Отрывок текста
■ ■ ■ ■ ■
Всякое творчество питается накопленными впечатлениями, их сменой. Без этого невозможно сделать ни шага вперед, и я абсолютно убеждена в том, что любому артисту очень важны еще и встречи, расширяющие художественное восприятие, рождающие новые идеи, ассоциации и т. п. За свою многолетнюю творческую жизнь я встречала многих талантливых людей из сферы искусства. Их незаурядность помогала мне в поиске, учила распознавать истину, избавляя от всего чуждого и наносного, развитию художественного мышления, выработке основополагающих принципов творчества.
Еще один человек, чей талант воспарил над временем, над преходящими людскими страстями, дал мне многое в постижении связи искусства с жизнью, связи не отвлеченной, а рожденной историей, мировоззрением, утверждающим красоту труда. Это известный итальянский художник Ренато Гуттузо, чьи полотна хорошо известны во всем мире.
Вот человек, потрясший меня удивительной смелостью гражданина, художника, борца.
■ ■ ■ ■ ■
Исходный список
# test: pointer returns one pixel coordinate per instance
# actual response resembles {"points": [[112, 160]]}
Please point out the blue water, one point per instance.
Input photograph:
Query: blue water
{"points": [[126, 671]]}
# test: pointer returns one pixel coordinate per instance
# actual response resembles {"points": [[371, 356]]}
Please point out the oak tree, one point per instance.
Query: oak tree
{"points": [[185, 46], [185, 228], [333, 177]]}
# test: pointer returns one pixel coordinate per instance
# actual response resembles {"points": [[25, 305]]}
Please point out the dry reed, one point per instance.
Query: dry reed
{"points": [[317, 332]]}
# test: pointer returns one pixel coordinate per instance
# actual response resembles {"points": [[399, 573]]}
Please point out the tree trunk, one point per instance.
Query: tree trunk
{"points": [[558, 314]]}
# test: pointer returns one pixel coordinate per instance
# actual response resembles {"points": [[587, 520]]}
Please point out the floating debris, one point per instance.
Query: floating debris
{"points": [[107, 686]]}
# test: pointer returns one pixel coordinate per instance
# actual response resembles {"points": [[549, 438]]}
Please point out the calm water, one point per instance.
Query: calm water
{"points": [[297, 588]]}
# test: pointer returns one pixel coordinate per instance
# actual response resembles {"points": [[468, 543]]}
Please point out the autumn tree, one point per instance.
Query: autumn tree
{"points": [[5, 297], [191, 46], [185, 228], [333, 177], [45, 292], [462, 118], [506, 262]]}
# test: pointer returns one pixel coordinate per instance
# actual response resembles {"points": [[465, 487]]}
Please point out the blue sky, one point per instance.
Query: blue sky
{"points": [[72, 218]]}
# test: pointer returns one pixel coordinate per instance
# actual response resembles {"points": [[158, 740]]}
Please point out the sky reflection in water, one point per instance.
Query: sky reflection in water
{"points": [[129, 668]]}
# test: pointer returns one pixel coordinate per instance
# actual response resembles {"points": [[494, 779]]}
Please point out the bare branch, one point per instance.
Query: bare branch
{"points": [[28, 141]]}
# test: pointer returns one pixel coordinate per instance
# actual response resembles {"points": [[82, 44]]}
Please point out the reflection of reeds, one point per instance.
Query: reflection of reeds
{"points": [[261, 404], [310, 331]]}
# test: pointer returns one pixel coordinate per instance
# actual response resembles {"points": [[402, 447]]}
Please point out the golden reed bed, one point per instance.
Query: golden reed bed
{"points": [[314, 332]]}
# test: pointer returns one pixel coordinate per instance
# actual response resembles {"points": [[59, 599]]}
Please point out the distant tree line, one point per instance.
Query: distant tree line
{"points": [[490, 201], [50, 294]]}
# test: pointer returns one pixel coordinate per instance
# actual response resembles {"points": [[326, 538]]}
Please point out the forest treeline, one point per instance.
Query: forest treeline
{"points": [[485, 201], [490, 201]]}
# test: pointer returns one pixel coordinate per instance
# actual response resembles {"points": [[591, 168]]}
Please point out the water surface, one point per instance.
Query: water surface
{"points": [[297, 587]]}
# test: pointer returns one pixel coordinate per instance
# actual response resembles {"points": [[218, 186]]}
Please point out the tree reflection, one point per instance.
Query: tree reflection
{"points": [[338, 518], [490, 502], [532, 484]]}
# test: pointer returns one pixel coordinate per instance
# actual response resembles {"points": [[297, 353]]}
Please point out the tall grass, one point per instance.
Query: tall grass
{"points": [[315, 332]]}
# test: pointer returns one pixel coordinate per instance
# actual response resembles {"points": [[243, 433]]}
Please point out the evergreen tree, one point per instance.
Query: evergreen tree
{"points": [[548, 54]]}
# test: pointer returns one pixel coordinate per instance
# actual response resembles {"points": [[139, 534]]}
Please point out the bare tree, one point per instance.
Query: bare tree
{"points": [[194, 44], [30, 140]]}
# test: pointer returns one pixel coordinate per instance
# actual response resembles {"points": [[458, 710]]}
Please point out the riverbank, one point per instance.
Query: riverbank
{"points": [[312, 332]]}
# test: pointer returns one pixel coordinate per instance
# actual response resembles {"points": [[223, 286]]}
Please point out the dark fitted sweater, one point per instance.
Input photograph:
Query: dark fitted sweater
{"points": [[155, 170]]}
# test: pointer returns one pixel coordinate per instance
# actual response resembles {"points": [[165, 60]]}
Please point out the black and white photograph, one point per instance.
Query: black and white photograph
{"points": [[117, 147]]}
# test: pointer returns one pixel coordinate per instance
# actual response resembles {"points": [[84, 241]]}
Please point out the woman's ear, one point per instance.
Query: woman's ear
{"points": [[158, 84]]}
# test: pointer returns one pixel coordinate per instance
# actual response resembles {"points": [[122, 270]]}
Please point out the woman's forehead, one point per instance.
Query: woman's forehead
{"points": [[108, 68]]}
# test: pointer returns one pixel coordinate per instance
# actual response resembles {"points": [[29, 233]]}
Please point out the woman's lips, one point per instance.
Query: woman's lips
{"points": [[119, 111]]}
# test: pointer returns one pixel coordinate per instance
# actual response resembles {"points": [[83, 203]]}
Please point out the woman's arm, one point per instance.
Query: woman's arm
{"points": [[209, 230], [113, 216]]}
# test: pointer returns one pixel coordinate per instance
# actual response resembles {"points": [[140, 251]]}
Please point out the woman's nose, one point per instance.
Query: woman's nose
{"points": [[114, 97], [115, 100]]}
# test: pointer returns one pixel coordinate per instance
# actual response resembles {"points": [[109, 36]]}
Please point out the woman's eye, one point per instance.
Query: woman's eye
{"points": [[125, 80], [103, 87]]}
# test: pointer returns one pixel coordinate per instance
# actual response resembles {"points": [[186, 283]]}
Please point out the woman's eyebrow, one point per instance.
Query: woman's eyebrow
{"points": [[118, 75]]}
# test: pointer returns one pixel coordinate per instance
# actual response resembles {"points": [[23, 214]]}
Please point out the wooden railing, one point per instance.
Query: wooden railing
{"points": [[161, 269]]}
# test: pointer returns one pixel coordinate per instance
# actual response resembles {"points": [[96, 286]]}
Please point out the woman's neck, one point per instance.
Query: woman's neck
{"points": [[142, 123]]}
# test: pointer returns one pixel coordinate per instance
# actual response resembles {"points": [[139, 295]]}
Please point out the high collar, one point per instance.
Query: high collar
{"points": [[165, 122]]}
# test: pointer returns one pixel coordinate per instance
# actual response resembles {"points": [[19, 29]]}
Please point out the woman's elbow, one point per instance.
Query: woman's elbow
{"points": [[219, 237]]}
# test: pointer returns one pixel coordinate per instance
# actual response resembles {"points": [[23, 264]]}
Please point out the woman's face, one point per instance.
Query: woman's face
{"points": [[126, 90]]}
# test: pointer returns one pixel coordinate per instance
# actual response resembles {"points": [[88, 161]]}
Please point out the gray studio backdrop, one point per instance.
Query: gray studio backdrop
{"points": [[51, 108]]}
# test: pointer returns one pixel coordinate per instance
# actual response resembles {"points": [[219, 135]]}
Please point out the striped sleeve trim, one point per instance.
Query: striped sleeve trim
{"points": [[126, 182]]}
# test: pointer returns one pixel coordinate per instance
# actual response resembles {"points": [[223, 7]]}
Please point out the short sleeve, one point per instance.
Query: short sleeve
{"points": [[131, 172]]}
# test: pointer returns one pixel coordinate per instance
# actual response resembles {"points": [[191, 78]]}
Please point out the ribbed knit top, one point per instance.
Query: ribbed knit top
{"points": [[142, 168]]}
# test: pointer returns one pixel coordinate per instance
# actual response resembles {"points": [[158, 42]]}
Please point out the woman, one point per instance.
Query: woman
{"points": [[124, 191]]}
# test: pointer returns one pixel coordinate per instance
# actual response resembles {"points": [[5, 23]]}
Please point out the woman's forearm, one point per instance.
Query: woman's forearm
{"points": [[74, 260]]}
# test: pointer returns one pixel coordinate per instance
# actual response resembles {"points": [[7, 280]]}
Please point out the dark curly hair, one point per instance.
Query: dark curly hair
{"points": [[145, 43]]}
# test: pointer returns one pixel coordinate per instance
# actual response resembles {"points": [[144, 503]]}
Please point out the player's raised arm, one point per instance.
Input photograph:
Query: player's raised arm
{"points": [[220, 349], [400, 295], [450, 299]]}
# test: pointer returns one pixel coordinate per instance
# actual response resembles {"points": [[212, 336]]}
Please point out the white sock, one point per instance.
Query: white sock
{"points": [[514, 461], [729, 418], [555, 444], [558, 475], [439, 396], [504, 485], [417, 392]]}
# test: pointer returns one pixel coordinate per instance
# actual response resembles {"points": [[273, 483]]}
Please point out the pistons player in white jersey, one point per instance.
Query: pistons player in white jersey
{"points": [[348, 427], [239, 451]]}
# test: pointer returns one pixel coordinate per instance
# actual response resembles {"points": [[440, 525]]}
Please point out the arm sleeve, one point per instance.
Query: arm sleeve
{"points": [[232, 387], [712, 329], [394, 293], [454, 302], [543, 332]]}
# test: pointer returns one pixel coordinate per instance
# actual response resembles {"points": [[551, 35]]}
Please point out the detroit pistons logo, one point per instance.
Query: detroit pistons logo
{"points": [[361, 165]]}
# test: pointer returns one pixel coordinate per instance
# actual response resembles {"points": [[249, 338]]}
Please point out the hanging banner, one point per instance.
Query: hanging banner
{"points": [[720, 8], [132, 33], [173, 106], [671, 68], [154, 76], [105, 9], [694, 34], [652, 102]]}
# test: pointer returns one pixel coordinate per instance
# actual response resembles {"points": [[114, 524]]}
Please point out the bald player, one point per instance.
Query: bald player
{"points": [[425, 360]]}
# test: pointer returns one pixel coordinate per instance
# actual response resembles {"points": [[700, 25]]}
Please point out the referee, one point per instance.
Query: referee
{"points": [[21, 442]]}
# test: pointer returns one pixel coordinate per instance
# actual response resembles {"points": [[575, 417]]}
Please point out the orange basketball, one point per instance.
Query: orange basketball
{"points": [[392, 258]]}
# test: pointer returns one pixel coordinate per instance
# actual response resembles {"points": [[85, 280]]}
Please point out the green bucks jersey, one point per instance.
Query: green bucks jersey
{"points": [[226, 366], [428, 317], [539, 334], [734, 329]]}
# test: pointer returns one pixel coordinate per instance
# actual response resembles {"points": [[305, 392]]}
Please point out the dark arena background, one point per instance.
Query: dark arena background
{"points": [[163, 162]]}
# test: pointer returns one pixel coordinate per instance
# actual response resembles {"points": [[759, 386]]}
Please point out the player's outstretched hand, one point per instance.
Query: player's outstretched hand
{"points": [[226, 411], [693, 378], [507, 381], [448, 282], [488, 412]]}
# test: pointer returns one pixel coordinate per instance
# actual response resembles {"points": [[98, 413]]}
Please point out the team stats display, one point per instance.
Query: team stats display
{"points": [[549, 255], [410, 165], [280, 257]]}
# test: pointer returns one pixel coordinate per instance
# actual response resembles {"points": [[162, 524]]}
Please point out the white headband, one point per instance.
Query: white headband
■ ■ ■ ■ ■
Задание 1
Кем по профессии и национальности назван Ренато Гуттузо в отрывке о встречах с людьми искусства?
Задание 2
Продолжи отрывок о встречах с людьми искусства, начав сразу после его последнего предложения.

Результат задания 1
Ренато Гуттузо назван известным итальянским художником.

Результат задания 2
Ему не было и двадцати, когда он возглавил в Милане творческую группу молодежи, активно выступающую против «Novecento» — реакционного направления в искусстве, благословляемого тогда самим Муссолини. В 1937 году художник пишет знаменитый «Расстрел в степи», картину, посвященную памяти убитого фашистами Гарсиа Лорки. Под впечатлением расправы гитлеровцев с 320 итальянскими антифашистами Гуттузо сделал серию гневных, обличительных рисунков «С нами Бог!».
По сути, с этих работ, известных миллионам людей, и началось мое знакомство с ним.
Несколько позже в альбоме, изданном в Риме, я увидела репродукции его полотен и рисунков, созданных по мотивам произведений великих живописцев прошлого и явившихся как бы своеобразным прочтением классики. В них сквозило желание художника не скопировать творения выдающихся мастеров, а внести современный смысл в знакомые сюжеты — Гойи, Курбе, Дюрера, Моранди, Рафаэля, Рембрандта, Рубенса.
Поразила меня и серия литографий к «Сицилийской вечере» Микели Омари и «Персидским письмам»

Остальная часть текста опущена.